● **THE EXERCISE**: Could you repeat the lines from the start of the entries through the line containing "<point>608,308</point>", requests included, shifting every recorded point coordinate by -5?

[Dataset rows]
:::::

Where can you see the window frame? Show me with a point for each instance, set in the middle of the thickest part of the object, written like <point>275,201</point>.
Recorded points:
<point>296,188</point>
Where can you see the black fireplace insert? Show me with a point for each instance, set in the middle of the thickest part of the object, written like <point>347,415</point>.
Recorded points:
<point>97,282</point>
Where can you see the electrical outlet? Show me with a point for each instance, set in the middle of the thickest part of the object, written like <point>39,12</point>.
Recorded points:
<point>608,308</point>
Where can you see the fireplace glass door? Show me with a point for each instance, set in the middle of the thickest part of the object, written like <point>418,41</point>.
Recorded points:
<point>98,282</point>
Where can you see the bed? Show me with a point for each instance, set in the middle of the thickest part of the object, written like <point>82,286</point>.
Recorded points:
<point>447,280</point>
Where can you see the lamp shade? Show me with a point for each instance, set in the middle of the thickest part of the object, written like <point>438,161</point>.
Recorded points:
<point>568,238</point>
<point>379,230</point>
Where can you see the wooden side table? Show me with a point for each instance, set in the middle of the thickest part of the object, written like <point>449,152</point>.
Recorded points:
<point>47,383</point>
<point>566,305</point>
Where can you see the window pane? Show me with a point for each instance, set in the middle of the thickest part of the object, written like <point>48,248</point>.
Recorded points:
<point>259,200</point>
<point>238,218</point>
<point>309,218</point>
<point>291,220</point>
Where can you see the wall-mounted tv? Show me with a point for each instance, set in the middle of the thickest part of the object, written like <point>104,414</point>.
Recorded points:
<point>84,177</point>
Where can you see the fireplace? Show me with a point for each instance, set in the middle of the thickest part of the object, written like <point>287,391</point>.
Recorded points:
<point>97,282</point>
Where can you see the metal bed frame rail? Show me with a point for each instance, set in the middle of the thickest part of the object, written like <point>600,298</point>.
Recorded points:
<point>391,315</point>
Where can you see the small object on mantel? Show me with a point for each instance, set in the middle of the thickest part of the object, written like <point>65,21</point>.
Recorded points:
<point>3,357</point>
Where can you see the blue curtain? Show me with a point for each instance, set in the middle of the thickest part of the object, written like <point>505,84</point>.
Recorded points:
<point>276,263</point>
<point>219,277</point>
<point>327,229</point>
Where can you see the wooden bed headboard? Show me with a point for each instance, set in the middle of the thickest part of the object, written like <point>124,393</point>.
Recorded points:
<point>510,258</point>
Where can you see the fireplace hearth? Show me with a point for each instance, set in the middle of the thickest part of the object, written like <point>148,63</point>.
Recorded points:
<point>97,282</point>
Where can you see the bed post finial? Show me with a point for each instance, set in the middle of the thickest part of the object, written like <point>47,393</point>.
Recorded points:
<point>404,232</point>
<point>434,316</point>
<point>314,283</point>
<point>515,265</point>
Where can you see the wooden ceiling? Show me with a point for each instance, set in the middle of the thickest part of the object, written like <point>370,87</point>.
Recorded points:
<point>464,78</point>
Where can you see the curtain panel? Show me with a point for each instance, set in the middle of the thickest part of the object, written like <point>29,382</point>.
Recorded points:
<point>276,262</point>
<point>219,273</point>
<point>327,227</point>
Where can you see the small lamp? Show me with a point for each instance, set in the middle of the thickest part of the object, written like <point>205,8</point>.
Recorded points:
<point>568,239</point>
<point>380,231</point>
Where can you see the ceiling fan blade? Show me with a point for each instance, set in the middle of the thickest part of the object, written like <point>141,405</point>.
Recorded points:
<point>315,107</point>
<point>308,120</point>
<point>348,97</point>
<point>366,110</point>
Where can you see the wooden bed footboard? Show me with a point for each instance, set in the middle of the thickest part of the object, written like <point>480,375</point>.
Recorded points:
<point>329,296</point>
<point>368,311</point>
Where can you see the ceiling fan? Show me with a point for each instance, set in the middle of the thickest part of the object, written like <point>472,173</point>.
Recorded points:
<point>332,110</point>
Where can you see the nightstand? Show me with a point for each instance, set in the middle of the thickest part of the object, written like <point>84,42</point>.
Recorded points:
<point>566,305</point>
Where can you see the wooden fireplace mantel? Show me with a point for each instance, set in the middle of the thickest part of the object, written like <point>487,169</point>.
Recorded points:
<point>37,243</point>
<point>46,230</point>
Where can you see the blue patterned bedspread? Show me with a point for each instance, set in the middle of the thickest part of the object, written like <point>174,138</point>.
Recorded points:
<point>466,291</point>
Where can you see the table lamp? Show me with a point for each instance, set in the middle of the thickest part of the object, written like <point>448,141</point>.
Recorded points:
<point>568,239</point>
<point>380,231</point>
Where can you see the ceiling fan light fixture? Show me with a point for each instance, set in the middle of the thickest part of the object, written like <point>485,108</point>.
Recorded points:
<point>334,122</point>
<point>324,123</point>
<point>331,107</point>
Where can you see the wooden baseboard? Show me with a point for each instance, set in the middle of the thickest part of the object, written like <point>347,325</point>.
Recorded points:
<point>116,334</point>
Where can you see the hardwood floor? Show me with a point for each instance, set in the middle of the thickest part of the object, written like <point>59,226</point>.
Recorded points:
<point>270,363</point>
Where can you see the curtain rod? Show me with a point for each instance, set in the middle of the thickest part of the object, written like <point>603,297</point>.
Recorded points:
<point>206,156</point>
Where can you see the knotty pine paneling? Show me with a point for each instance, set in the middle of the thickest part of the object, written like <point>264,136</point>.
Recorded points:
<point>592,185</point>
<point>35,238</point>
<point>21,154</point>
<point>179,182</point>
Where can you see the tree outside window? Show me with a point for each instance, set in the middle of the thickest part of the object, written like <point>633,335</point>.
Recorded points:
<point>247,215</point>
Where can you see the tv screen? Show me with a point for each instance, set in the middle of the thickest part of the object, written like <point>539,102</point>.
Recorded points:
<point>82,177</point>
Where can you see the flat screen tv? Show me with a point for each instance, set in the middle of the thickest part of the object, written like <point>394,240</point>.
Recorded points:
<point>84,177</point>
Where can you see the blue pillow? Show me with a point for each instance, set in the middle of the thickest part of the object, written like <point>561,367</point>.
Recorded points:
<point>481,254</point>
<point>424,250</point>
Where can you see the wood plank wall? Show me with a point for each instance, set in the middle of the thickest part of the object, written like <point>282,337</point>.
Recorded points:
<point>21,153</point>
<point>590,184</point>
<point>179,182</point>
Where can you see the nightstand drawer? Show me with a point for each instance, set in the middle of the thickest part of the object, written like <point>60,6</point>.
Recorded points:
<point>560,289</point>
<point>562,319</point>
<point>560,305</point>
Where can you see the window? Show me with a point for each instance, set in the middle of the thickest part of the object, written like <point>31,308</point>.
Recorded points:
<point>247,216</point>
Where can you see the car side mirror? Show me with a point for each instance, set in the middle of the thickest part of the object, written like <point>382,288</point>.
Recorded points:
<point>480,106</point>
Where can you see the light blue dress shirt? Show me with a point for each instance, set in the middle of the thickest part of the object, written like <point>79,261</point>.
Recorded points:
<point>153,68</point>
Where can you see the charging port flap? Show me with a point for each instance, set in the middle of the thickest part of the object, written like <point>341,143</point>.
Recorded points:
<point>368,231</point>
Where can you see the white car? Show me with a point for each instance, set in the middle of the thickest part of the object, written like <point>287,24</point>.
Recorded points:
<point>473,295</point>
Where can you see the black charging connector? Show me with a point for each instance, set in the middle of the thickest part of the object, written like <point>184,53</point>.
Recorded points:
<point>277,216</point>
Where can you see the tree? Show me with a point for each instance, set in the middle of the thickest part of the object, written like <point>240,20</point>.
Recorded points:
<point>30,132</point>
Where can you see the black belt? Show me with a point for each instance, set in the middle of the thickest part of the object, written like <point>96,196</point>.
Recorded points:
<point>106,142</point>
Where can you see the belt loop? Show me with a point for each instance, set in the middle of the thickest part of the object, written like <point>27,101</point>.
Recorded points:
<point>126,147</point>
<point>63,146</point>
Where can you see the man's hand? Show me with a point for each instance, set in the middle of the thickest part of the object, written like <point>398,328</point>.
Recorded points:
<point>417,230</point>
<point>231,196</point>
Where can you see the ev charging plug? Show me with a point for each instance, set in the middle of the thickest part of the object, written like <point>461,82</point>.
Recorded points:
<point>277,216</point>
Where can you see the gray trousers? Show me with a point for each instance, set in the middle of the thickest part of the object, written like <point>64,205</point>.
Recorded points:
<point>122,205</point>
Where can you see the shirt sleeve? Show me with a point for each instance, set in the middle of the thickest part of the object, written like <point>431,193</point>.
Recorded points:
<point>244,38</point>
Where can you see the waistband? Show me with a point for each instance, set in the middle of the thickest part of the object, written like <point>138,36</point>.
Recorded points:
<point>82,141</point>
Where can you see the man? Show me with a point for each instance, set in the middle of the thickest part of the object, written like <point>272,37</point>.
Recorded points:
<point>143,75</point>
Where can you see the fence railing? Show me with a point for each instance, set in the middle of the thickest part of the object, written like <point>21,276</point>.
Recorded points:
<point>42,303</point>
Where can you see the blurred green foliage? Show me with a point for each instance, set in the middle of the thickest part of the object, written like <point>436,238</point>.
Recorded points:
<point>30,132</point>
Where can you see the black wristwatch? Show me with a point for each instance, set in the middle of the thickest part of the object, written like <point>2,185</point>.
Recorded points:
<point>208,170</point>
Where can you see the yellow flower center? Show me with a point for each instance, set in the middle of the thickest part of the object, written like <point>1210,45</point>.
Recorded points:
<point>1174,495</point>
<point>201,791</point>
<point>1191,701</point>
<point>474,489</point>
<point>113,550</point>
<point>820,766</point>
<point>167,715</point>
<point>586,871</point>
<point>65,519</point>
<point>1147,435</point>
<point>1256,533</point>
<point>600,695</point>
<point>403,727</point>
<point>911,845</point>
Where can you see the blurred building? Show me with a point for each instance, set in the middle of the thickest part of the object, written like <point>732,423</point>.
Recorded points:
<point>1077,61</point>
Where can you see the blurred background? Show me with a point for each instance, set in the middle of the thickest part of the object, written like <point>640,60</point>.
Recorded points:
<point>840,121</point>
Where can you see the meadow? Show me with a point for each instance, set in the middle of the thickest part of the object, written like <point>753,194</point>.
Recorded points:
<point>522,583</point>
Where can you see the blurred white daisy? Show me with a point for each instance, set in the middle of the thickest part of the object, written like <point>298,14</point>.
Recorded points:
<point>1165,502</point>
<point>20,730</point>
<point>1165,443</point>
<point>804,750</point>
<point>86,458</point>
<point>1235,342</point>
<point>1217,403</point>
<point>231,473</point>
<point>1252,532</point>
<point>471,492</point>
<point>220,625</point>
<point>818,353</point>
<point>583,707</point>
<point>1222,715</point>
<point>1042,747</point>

:::::

● **FINISHED EXERCISE**:
Where can you see the window frame? Show me with a point for each instance, set in the middle of the thickest part of the object, written like <point>275,201</point>.
Recorded points:
<point>291,183</point>
Where can you see the black fireplace insert? Show me with a point for each instance, set in the middle of the thickest part of the object, written like <point>347,415</point>.
Recorded points:
<point>92,277</point>
Where can you see the electrical outlet? Show me with a point for each instance, set in the middle of the thickest part of the object, written like <point>39,12</point>.
Recorded points:
<point>603,303</point>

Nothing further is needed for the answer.